Task statement =
Make an exact copy of all the entries, but do not reproduce the pictures.

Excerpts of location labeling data
▬▬▬▬▬▬

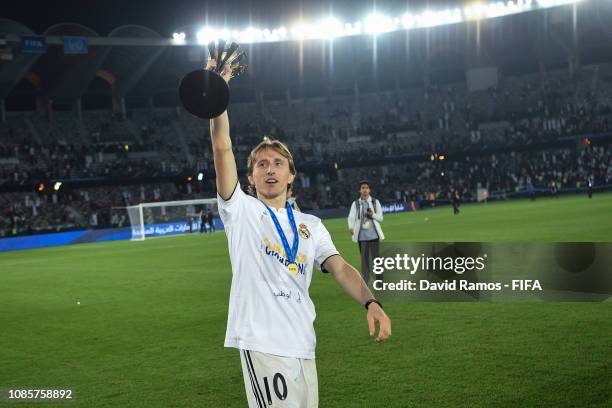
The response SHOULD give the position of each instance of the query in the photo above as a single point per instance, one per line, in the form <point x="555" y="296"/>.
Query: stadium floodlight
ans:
<point x="250" y="35"/>
<point x="299" y="31"/>
<point x="377" y="23"/>
<point x="329" y="28"/>
<point x="206" y="35"/>
<point x="178" y="38"/>
<point x="408" y="21"/>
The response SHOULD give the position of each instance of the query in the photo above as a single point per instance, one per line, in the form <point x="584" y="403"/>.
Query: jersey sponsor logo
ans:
<point x="303" y="231"/>
<point x="276" y="251"/>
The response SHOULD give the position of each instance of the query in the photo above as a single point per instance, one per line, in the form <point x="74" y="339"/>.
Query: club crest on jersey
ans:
<point x="303" y="231"/>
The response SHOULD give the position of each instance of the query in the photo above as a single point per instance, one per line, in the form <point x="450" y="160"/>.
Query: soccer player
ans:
<point x="272" y="251"/>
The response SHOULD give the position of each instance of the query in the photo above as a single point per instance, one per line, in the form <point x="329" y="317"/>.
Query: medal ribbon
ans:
<point x="290" y="251"/>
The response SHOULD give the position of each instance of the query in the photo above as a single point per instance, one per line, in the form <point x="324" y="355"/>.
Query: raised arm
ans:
<point x="350" y="280"/>
<point x="225" y="163"/>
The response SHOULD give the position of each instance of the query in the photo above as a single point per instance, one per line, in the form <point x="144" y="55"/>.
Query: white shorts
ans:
<point x="279" y="382"/>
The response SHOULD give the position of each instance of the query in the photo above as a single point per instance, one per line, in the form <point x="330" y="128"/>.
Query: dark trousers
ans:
<point x="368" y="250"/>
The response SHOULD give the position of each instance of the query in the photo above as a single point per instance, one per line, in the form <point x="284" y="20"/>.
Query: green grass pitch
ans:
<point x="151" y="321"/>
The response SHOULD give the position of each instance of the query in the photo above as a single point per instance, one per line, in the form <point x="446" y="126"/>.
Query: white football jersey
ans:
<point x="270" y="310"/>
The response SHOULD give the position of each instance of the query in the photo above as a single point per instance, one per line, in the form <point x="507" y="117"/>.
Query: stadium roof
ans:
<point x="137" y="63"/>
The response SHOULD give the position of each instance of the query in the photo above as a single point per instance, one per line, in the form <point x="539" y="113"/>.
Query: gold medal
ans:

▬▬▬▬▬▬

The answer =
The response SHOULD give the position of each instance of the query in the photo above as a single point per instance, one per line, in the form <point x="555" y="296"/>.
Query: stadium floodlight
ans:
<point x="250" y="35"/>
<point x="299" y="31"/>
<point x="377" y="23"/>
<point x="329" y="28"/>
<point x="206" y="35"/>
<point x="178" y="38"/>
<point x="408" y="21"/>
The response SHOULD give the position of each instance of the query in the photo above as a single point per instance, one per line, in the form <point x="584" y="403"/>.
Query: jersey sponsor logo
ans:
<point x="303" y="231"/>
<point x="276" y="251"/>
The response SHOULD give the position of each instance of the query in the photo above as a single point per instance, one per line, in the form <point x="74" y="339"/>.
Query: club crest on jersey
ans:
<point x="303" y="231"/>
The response SHOULD give the position of each instance of the query in the photo above as a single point per instance, one per line, in the form <point x="450" y="160"/>.
Query: soccer player
ans:
<point x="272" y="251"/>
The response SHOULD give the position of each instance of the query in the photo above as a single point per instance, one per line, in the form <point x="329" y="317"/>.
Query: medal ribbon
ans:
<point x="290" y="251"/>
The response SHOULD give the position of each instance of the query in the photo above as a single point per instance, one per line, in the form <point x="324" y="355"/>.
Query: raised arm
ans:
<point x="350" y="280"/>
<point x="225" y="163"/>
The response SHOULD give the position of each instance of the query in the photo above as a single point per instance, one per line, in the form <point x="144" y="55"/>.
Query: white shorts
ans:
<point x="279" y="382"/>
The response SHOULD give the position of each instance of the query in the photo above as a single point per instance, one per line, in the form <point x="330" y="128"/>.
Query: dark trousers
ans:
<point x="368" y="250"/>
The response SHOULD give the position of each instance of the query in the photo above as a single point per instance, one per line, in the form <point x="284" y="20"/>.
Query: green grass pitch
ans:
<point x="151" y="321"/>
The response SHOULD give the position of each instance of the query in the photo above as a single point per instance, one per line, in the form <point x="446" y="126"/>.
Query: white football jersey
ans:
<point x="270" y="310"/>
The response SHOULD give the position of each instance of the query in the photo above as a single point per instance, one per line, in the form <point x="507" y="117"/>.
Query: stadium roof
ans:
<point x="137" y="63"/>
The response SHOULD give the position of each instance of the query in the photo above as a single point per instance, one per line, in the form <point x="539" y="113"/>.
Query: gold medal
ans:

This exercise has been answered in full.